Copy out the lines below without any change, starting with the line that contains "written like (290,37)." and stopping after the line that contains "Target: face". Include both of those lines.

Material.
*****

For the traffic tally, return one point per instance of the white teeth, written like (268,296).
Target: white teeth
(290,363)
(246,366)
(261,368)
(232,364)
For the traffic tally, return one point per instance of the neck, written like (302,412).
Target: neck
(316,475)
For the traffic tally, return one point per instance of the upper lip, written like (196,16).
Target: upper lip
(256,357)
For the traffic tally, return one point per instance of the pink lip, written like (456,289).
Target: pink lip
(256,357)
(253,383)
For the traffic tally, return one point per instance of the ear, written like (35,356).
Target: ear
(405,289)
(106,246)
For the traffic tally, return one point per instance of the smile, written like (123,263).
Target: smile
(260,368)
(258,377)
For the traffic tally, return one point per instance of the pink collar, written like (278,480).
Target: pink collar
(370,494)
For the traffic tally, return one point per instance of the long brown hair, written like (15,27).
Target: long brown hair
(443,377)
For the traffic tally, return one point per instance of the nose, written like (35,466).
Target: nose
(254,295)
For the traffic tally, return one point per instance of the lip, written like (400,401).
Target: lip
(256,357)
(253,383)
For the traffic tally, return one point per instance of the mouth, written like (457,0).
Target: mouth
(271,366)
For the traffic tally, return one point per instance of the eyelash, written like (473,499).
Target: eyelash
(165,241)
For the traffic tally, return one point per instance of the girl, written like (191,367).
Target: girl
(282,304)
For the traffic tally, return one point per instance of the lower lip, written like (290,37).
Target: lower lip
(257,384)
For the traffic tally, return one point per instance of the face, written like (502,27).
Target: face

*****

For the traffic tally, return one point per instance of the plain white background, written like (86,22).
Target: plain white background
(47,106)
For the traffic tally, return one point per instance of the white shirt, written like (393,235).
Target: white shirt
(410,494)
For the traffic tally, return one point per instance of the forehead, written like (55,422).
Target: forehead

*****

Solution below.
For the traffic tally, return one point per instance of the lower lip, written like (290,37).
Target: lower lip
(257,384)
For the traffic tally, return one point per instance of the face, written like (502,27).
Target: face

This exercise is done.